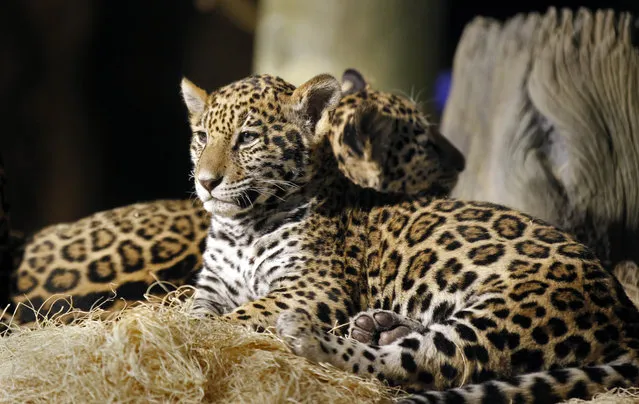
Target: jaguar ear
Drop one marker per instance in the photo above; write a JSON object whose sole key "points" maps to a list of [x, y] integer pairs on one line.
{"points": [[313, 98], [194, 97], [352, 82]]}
==
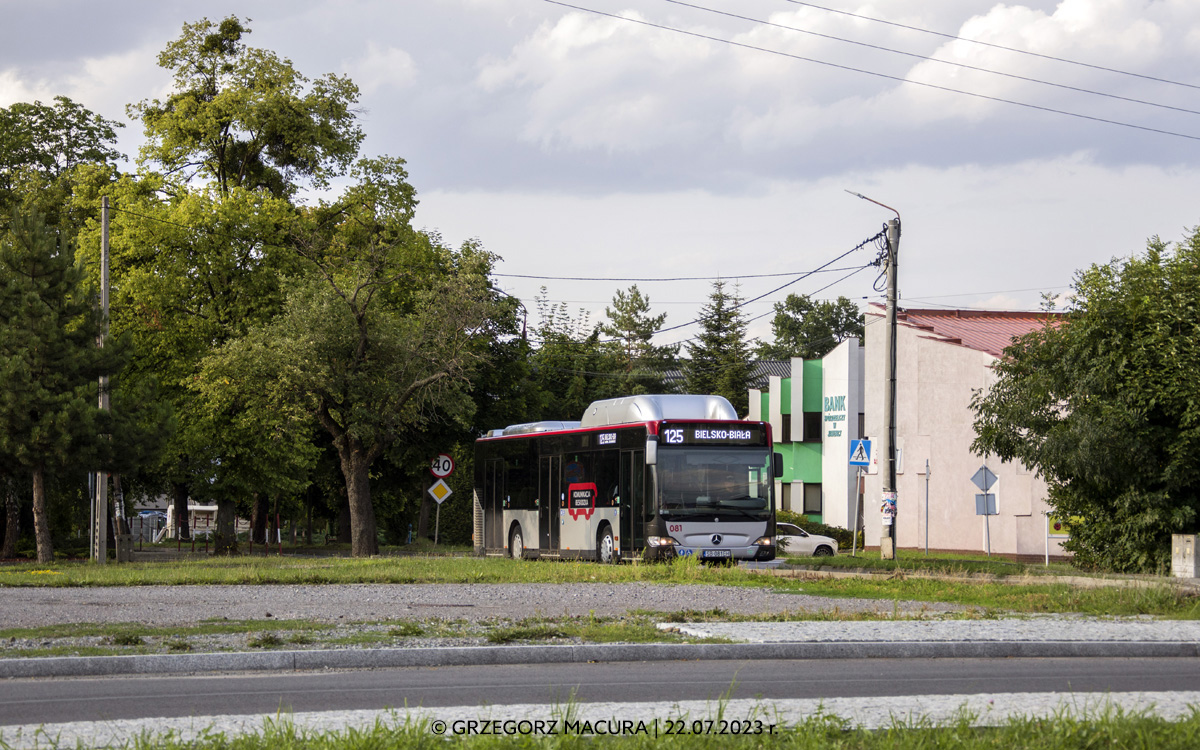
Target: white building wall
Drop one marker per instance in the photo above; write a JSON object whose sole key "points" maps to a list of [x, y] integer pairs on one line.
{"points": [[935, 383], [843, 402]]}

— WORK TO BE COMPLETED —
All lines above that contain "Target" are required in the answer.

— RESPONSE TO THIS EXERCISE —
Target: jaguar ear
Target: white building wall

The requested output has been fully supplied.